▶ QUOTED TEXT:
#  Other Applications & Softwares  > Word Formatting & General >  >  Mail Merge Multiple Records on 1 page

## NealEHerman

I need help with combining several records from an excel spreadsheet into one mail merge document. Specifically, I have multiple records for one customer and wish to display some of the fileds on the document. My worksheet has enough space for 8 acct #'s and corresponding data but cannot write the code so that Word will pull in all the data for each customer. I have attached my doc and data file which is setup fine for merge but cannot code for sequential data to be pulled with a unigue key field. Example: ABC Co. has 4 records, I need to display all four account#.'s and respective data for that record in respective rows.Any help would be greatly appreciated.

----------


## sid11143

Hai 
did you find a solution. I have the same problem. Can you please email me teh solution.
sid11143@gmail.com

----------


## Internoob2

I would do it like this.

I modified the mail merge,use a letter type (removed page number not sure why you need for a single page letter).

Go to start mail merge select letter, go to select recipients and select the data spreadsheet, edit recipient list to make sure all the fields are selected.

Then Finish and merge.


Hope this helps.  I have recently been doing mail merge stuff so it's fresh on my mind.

▶ INFORMATION SUPPLIED:

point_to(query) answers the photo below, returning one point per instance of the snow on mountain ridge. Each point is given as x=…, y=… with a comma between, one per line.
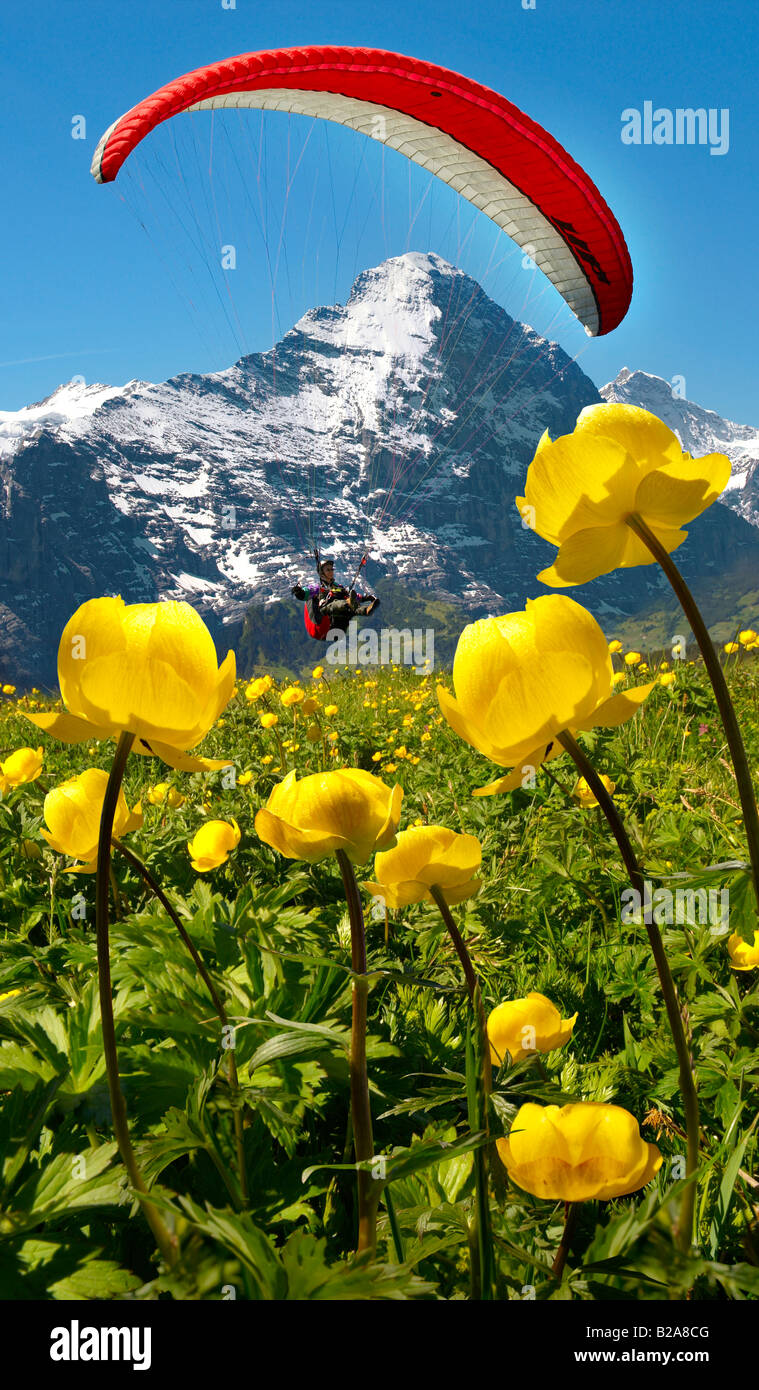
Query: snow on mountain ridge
x=401, y=421
x=699, y=431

▶ REQUEST:
Reproduce, word for word, the whole forum thread above about mail-merging multiple records onto one page.

▶ SOLUTION TO THE PROBLEM:
#  Other Applications & Softwares  > Word Formatting & General >  >  Mail Merge Multiple Records on 1 page

## NealEHerman

I need help with combining several records from an excel spreadsheet into one mail merge document. Specifically, I have multiple records for one customer and wish to display some of the fileds on the document. My worksheet has enough space for 8 acct #'s and corresponding data but cannot write the code so that Word will pull in all the data for each customer. I have attached my doc and data file which is setup fine for merge but cannot code for sequential data to be pulled with a unigue key field. Example: ABC Co. has 4 records, I need to display all four account#.'s and respective data for that record in respective rows.Any help would be greatly appreciated.

----------


## sid11143

Hai 
did you find a solution. I have the same problem. Can you please email me teh solution.
sid11143@gmail.com

----------


## Internoob2

I would do it like this.

I modified the mail merge,use a letter type (removed page number not sure why you need for a single page letter).

Go to start mail merge select letter, go to select recipients and select the data spreadsheet, edit recipient list to make sure all the fields are selected.

Then Finish and merge.


Hope this helps.  I have recently been doing mail merge stuff so it's fresh on my mind.